• _EXCERPTED PASSAGE_
▼

SRSP-503 — Technical Requirements for Cellular Systems Operating in the Bands 824-849 MHz and 869-894 MHz

Standard Radio System Plan SRSP-503, Technical Requirements for Cellular Systems Operating in the Bands 824‑849 MHz and 869-894 MHz, issue 8, replaces SRSP-503, Technical Requirements for Cellular Radiotelephone Systems Operating in the Bands 824-849 MHz and 869-894 MHz, issue 7, dated September 2008.

The following are the main changes:

1. removal of references to analogue systems
2. additional provisions to address multiple input multiple output (MIMO) systems
3. additional provisions to ensure coexistence with spectrum use in adjacent frequency bands
4. updated provisions for international coordination
5. additional updates and editorial changes and clarifications, as appropriate

Issued under the authority of
the Minister of Innovation, Science and Industry

Martin Proulx
Director General
Engineering, Planning and Standards Branch

1. This Standard Radio System Plan (SRSP) states the minimum technical requirements for the efficient use of the frequency bands 824-849 MHz and 869-894 MHz for cellular communications and their evolution for advanced services.

2. This SRSP is intended to aid in the design of radio systems and specifies the technical characteristics relating only to efficient spectrum usage; it is not to be regarded as a comprehensive specification for equipment design and/or selection.

3. This SRSP is based on the current or planned technologies considered for the cellular services in Canada. Revisions to this SRSP will be made as required.

4. Notwithstanding the fact that a system satisfies the requirements of this SRSP, Innovation, Science and Economic Development Canada (ISED) may require adjustment to radio and auxiliary equipment in radio stations whenever harmful interference is caused to any radio station or system. “Harmful interference,” as defined in the Radiocommunication Act, means an adverse effect of electromagnetic energy from any emission, radiation or induction that (a) endangers the use or functioning of a safety-related radiocommunication system; or (b) significantly degrades or obstructs, or repeatedly interrupts, the use or functioning of radio apparatus or radio-sensitive equipment.

5. The arrangements for non-standard systems are outlined in Spectrum Utilization Policy SP Gen, General Information Related to Spectrum Utilization and Radio Systems Policies.

6. ISED should be advised when potential conflicts between radio systems cannot be resolved by the parties concerned. After consultation with these parties, ISED will determine what modifications need to be made and establish a schedule for these modifications in order to resolve the conflict.

7. ISED may require licensees to use receiver selectivity characteristics that provide improved rejection of harmful interference.

8. Equipment and systems operating in the bands 824-849 MHz and 869-894 MHz shall be certified in accordance with the current version of Radio Standards Specification RSS-132, Cellular Systems Operating in the Bands 824-849 MHz and 869-894 MHz.

9. Cellular service is not intended for communications with portable equipment on board aircraft or with aircraft stations (e.g. drones).

10. Licensees are required to make information on certain technical parameters of their radio systems available to ISED upon request.

11. The current issues of the following documents are applicable and are available on the Spectrum Management and Telecommunications website.

▲

• _DATASET_
▼

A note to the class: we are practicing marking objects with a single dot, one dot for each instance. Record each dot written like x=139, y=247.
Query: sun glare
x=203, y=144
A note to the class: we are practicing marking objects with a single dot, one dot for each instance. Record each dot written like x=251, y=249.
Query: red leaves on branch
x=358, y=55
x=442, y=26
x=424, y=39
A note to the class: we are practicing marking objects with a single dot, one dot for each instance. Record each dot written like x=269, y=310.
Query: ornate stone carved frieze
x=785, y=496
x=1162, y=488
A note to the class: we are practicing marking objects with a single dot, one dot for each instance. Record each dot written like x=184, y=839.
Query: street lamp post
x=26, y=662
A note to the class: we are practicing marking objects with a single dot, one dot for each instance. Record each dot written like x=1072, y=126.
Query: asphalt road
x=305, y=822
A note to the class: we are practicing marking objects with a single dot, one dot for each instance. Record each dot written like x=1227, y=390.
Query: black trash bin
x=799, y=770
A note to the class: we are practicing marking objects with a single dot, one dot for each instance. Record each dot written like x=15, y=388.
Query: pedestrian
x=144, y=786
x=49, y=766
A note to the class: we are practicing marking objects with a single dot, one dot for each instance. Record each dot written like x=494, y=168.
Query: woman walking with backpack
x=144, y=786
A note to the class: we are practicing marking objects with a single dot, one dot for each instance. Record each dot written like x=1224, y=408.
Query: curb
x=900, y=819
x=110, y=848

▲

• _WORK INSTRUCTIONS_
• a. Say whether each statement below agrees with the SRSP-503 text, answering yes or no and quoting the deciding words of the text. (i) Issue 8 replaces an issue 7 dated September 2008. (ii) The SRSP is meant to serve as a comprehensive specification for equipment design. (iii) Cellular service is intended for communications with drones.
• b. Copy the passage of the SRSP-503 text starting at "9. Cellular service" and ending at "ISED upon request.".

• _PROBLEM SOLUTIONS_
• a.
(i) Yes: "issue 7, dated September 2008"
(ii) No: "it is not to be regarded as a comprehensive specification for equipment design and/or selection"
(iii) No: "Cellular service is not intended for communications with portable equipment on board aircraft or with aircraft stations (e.g. drones)"

• b.
9. Cellular service is not intended for communications with portable equipment on board aircraft or with aircraft stations (e.g. drones).

10. Licensees are required to make information on certain technical parameters of their radio systems available to ISED upon request.